═════ Material to process ═════

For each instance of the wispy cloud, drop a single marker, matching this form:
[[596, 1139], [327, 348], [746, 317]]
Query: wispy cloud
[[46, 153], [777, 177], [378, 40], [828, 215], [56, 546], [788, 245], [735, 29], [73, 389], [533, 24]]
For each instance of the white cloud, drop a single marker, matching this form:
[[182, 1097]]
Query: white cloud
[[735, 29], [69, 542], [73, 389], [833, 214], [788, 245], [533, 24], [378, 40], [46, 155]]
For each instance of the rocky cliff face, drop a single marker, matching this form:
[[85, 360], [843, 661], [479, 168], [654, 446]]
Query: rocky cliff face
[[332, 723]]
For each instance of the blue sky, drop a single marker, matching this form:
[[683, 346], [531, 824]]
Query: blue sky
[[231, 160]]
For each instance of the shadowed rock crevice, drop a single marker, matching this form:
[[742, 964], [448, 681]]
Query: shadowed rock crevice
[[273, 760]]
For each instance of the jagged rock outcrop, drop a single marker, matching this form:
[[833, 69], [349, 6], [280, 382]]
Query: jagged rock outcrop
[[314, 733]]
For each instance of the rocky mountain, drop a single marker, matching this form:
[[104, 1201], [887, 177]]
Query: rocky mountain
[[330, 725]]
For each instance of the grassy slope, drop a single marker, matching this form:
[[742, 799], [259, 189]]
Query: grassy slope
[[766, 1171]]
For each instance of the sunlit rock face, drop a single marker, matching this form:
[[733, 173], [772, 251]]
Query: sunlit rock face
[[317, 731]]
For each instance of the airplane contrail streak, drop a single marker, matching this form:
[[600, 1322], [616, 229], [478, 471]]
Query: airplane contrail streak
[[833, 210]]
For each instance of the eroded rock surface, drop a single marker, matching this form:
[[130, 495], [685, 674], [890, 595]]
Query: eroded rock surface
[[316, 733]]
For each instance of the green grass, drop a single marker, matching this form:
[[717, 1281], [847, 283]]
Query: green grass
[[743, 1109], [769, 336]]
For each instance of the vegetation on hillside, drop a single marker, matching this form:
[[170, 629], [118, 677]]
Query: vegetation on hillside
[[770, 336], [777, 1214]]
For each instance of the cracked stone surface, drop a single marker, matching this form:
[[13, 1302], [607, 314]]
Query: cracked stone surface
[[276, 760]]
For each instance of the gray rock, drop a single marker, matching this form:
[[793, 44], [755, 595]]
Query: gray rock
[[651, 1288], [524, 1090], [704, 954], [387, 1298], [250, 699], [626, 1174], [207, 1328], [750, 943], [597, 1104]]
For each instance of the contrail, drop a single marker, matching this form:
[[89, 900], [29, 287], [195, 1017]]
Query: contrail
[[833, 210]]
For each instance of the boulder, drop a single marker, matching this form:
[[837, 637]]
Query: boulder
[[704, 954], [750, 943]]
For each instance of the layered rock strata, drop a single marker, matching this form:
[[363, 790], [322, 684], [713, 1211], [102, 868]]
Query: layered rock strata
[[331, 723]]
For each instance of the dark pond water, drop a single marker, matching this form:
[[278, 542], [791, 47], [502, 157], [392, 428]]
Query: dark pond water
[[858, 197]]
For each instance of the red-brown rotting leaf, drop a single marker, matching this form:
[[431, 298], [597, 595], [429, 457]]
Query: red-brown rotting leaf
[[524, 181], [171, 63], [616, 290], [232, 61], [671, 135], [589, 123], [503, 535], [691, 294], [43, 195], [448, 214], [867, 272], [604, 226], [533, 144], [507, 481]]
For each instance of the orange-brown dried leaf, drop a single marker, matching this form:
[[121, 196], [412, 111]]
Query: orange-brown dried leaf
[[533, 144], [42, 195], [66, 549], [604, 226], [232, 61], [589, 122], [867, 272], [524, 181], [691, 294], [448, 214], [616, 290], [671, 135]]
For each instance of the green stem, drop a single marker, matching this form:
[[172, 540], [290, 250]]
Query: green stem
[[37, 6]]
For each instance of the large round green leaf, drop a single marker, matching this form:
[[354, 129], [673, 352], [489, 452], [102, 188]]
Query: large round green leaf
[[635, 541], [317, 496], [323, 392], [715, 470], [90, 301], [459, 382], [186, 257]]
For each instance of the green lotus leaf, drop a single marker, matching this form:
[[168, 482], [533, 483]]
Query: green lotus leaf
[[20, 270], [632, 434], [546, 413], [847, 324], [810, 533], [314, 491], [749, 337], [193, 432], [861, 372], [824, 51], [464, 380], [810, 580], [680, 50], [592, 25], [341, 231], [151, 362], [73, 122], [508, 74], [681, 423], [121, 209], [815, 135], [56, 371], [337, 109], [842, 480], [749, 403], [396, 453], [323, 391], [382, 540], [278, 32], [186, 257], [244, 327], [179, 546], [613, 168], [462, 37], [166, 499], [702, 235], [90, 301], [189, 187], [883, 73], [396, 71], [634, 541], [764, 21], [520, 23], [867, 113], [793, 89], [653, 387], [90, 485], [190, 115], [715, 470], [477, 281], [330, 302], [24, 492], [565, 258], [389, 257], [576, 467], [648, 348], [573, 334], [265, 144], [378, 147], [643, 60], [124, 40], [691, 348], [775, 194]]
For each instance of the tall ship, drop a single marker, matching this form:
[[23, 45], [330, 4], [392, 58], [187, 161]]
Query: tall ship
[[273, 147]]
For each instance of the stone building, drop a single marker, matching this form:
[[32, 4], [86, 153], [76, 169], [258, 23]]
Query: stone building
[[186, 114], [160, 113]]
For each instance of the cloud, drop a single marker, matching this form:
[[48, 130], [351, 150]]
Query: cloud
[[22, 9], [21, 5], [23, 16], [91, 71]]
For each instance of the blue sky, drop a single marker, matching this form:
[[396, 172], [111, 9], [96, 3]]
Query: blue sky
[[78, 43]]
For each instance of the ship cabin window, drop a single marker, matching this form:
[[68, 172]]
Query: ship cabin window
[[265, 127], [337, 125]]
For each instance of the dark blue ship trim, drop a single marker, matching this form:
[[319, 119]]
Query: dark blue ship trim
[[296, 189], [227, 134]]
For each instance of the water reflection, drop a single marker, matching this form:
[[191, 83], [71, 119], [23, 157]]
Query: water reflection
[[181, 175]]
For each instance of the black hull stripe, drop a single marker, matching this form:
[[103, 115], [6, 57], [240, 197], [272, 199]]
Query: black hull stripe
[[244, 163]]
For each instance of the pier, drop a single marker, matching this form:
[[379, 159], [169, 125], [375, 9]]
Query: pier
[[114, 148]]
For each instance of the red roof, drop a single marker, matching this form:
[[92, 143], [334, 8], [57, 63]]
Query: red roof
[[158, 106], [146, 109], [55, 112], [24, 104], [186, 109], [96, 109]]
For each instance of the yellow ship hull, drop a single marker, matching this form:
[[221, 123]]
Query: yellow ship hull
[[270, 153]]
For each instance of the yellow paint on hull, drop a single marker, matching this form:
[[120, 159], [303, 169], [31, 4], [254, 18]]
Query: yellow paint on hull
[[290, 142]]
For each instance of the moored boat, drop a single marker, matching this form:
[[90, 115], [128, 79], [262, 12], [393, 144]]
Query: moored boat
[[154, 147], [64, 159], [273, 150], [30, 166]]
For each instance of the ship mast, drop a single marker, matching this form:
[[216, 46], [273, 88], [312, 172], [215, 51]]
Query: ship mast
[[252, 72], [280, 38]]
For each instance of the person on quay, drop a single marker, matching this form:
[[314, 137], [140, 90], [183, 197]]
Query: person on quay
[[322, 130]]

═════

= Written request =
Give back only the data from the line containing "For each instance of the rocky mountain, drop" through the line containing "[[317, 731]]", swapping every "drop" for "place" and changing nothing else.

= Expected output =
For each instance of the rocky mountain, place a single marker, matching this form:
[[104, 1201], [887, 177]]
Query: rocky mountain
[[330, 725]]
For each instance of the grassy slope, place a single marker, matching this form:
[[742, 799], [259, 189]]
Query: grassy slope
[[766, 1171]]
For each instance of the sunlit rock face, place a single marker, matching this form:
[[733, 173], [772, 251]]
Query: sunlit rock face
[[317, 731]]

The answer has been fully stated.